[GIVEN PASSAGE]
··········
US6687636B2ExpiredUtilityA1

Method of estimating solenoid heat accumulation and compensating for solenoid force loss

40
Assignee: BURGETT INCPriority: Apr 9, 2001Filed: Jan 4, 2002Granted: Feb 3, 2004
Est. expiryApr 9, 2021(expired)· nominal 20-yr term from priority
H01F 7/1844G10F 1/02
40
PatentIndex Score
5
Cited by
5
References
26
Claims

Abstract

A method of estimating solenoid heat accumulation and providing output power compensation thereof. The method is particularly well suited for compensating the drive solenoids within a player piano mechanism, or similar. A heat value is maintained for each coil whose accumulated heat is of interest. A quantity of heat is periodically removed from each heat value which corresponds to the level of thermal dissipation for the solenoid during the period. Similarly, a quantity of heat is periodically added to the heat value to account for the power being applied to the active solenoids. A gain compensation value may then be calculated from the heat value and used to temperature compensate the power being applied to the solenoids wherein force roll-off is prevented in response to solenoid use.
··········
[ENTRIES SUPPLIED]
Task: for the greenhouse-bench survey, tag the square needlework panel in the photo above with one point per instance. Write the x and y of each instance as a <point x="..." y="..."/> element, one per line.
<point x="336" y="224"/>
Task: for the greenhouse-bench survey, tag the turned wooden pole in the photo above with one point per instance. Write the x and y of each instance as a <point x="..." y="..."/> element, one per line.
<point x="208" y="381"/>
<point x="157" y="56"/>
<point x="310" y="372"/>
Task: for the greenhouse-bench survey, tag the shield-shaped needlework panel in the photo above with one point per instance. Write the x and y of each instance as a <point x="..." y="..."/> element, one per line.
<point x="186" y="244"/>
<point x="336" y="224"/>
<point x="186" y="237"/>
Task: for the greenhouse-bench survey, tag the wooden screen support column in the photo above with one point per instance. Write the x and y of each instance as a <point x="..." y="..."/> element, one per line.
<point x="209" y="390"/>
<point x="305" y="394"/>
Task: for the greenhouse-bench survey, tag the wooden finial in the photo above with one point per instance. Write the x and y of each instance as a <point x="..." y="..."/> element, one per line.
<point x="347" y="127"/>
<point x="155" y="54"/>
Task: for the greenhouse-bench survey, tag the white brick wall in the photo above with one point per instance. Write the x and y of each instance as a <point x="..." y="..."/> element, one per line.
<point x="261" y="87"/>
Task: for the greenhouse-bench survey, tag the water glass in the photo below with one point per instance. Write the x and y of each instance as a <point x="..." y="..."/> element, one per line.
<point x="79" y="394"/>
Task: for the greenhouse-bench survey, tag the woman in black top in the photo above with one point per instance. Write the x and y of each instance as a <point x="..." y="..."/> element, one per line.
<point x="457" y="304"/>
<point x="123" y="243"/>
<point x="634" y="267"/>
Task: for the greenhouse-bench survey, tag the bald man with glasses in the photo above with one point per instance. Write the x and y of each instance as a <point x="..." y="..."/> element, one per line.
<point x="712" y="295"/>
··········
[TASKS TO CARRY OUT]
1. Answer these questions using the solenoid heat passage:
(a) What is maintained for each coil whose accumulated heat is of interest?
(b) From what is the gain compensation value calculated?
(c) Within what mechanism is the method said to be particularly well suited for compensating the drive solenoids?
2. Please write out the part of the solenoid heat passage starting at "A method of" and ending at "to solenoid use.".

[ANSWERS TO THE EXERCISE]
1.
(a) A heat value.
(b) The heat value.
(c) A player piano mechanism, or similar.

2.
A method of estimating solenoid heat accumulation and providing output power compensation thereof. The method is particularly well suited for compensating the drive solenoids within a player piano mechanism, or similar. A heat value is maintained for each coil whose accumulated heat is of interest. A quantity of heat is periodically removed from each heat value which corresponds to the level of thermal dissipation for the solenoid during the period. Similarly, a quantity of heat is periodically added to the heat value to account for the power being applied to the active solenoids. A gain compensation value may then be calculated from the heat value and used to temperature compensate the power being applied to the solenoids wherein force roll-off is prevented in response to solenoid use.